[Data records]
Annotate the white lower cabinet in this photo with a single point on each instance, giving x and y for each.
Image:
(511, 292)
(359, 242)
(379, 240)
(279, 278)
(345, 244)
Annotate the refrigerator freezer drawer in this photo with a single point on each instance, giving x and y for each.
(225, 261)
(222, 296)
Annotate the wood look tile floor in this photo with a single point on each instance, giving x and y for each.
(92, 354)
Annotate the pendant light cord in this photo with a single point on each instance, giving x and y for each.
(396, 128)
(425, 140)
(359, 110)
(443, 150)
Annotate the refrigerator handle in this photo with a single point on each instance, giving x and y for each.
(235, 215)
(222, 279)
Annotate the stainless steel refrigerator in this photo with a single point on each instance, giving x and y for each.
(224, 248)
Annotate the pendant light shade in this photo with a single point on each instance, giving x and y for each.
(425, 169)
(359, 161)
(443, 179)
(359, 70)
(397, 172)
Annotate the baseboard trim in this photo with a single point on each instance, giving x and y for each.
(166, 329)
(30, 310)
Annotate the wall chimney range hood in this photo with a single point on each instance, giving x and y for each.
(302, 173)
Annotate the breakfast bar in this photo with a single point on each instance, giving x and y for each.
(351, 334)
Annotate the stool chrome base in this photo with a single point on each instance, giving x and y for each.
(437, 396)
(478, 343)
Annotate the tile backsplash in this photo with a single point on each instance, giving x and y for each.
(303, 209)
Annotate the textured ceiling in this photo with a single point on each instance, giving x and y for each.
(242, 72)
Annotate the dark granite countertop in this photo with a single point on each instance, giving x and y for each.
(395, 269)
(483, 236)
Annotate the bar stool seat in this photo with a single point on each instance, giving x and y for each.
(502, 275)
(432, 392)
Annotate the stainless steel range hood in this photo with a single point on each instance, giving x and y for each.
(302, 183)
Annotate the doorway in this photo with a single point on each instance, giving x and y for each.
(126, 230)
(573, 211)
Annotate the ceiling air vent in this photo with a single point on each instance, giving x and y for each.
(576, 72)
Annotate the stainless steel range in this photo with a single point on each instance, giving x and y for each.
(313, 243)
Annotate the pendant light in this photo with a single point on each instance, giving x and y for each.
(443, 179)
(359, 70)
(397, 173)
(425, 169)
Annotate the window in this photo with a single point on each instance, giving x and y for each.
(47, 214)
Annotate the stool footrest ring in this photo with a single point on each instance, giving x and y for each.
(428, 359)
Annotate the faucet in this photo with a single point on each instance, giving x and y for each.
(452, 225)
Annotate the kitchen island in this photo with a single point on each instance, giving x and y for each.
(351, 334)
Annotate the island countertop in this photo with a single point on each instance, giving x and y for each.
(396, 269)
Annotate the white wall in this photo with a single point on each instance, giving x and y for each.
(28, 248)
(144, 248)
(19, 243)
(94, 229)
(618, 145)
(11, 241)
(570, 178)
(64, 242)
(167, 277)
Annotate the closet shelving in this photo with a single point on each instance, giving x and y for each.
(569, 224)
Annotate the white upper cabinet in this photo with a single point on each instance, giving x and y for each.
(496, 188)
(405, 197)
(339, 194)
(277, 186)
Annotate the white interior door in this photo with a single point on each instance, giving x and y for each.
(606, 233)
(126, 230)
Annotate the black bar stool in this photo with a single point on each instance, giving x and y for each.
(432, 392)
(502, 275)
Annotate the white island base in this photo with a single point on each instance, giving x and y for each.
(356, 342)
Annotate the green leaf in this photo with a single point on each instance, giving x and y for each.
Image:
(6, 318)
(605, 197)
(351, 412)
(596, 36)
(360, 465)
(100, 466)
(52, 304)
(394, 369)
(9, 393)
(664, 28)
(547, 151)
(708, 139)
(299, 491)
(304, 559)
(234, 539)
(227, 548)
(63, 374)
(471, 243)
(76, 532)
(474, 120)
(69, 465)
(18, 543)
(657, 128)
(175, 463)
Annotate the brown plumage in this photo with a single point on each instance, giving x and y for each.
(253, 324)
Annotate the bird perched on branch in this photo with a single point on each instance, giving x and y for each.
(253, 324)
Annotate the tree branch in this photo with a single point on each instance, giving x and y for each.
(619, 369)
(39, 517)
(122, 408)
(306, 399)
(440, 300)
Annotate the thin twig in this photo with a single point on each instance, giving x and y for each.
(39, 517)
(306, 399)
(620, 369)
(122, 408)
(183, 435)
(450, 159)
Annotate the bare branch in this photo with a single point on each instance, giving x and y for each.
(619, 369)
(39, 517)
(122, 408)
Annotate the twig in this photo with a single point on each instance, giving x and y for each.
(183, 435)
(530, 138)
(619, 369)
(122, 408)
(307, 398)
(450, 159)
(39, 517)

---

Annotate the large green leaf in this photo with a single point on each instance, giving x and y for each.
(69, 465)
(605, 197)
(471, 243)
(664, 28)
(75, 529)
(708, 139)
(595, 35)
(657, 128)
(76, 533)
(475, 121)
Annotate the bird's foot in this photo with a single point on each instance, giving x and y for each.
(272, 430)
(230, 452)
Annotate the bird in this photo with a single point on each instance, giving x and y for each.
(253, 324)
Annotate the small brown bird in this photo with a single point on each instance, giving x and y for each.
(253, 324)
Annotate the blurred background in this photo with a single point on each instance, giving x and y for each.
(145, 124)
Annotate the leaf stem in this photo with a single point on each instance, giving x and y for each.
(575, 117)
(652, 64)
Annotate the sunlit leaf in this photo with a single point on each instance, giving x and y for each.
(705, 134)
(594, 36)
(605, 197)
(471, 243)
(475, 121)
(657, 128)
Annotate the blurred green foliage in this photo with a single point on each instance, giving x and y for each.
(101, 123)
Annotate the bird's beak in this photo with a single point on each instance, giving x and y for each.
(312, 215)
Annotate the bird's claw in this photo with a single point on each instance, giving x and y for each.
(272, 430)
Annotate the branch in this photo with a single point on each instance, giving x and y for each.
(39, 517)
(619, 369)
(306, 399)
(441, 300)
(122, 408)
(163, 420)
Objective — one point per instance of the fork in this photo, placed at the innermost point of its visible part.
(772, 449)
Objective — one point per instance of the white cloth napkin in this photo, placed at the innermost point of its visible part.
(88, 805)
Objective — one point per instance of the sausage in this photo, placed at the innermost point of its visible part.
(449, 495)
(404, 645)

* * *

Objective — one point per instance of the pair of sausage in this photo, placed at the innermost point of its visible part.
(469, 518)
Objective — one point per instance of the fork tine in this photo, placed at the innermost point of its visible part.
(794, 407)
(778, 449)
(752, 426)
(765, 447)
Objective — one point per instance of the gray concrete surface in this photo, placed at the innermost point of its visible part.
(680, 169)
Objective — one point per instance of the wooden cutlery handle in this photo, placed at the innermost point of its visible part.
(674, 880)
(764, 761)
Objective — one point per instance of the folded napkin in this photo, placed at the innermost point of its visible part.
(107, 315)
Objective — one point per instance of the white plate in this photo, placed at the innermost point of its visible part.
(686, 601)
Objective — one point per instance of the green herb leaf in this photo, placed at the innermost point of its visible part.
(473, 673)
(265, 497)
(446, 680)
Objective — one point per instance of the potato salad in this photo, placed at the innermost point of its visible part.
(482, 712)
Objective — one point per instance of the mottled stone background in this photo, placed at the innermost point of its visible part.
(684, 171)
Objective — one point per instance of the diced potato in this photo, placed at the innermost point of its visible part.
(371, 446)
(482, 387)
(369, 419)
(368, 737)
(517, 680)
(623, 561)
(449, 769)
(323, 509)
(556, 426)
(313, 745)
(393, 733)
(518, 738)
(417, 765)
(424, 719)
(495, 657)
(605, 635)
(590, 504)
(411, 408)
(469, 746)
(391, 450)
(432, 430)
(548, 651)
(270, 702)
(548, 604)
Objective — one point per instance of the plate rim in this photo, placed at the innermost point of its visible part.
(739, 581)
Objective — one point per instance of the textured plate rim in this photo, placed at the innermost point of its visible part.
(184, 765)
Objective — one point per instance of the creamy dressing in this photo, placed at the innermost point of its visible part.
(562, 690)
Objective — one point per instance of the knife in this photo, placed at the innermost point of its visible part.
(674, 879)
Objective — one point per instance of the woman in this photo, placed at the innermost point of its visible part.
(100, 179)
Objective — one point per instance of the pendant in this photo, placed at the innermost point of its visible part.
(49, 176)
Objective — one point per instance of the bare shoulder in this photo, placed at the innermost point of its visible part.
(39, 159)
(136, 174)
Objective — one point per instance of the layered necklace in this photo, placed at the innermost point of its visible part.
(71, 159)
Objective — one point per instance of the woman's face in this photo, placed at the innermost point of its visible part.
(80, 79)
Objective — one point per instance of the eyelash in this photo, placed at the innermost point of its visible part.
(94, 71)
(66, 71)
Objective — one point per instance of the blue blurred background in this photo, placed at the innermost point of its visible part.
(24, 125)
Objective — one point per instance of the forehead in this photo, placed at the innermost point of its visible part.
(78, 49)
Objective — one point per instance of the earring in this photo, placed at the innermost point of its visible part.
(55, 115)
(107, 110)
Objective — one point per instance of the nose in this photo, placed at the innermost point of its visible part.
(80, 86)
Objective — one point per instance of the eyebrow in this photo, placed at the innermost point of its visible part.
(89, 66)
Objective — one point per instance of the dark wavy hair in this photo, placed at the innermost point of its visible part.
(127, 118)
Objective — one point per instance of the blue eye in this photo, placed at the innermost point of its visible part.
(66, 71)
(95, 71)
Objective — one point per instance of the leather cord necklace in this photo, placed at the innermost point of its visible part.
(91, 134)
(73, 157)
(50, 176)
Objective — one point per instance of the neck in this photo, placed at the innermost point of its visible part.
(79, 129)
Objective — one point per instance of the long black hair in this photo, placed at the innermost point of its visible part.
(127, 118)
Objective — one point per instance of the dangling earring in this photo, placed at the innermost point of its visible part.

INSTRUCTIONS FOR THE TASK » Go to the line with "Objective — one point per instance of the nose" in the entries above and repeat every line from there through the line with "Objective — one point per instance of the dangling", exactly and with no other text.

REPLY »
Objective — one point per instance of the nose in this photo, placed at the innermost point of its visible part.
(80, 86)
Objective — one point per instance of the eyebrow in this photo, placed at the innermost point of its visible part.
(89, 66)
Objective — one point per instance of the dark wavy hair in this photo, placed at the innermost point of its visible part.
(127, 118)
Objective — one point per instance of the blue eye in this photo, placed at the innermost point of its visible part.
(66, 71)
(95, 71)
Objective — one point per instance of the leather cord necklace in this photo, placed at the innermost point of its visible part.
(91, 134)
(73, 157)
(50, 176)
Objective — one point per instance of the neck in this photo, placed at the innermost point of its visible part.
(79, 129)
Objective — one point per instance of the long black hair in this photo, placed at the innermost point of its visible part.
(127, 118)
Objective — one point per instance of the dangling earring in this photo, placed at the innermost point of its visible part.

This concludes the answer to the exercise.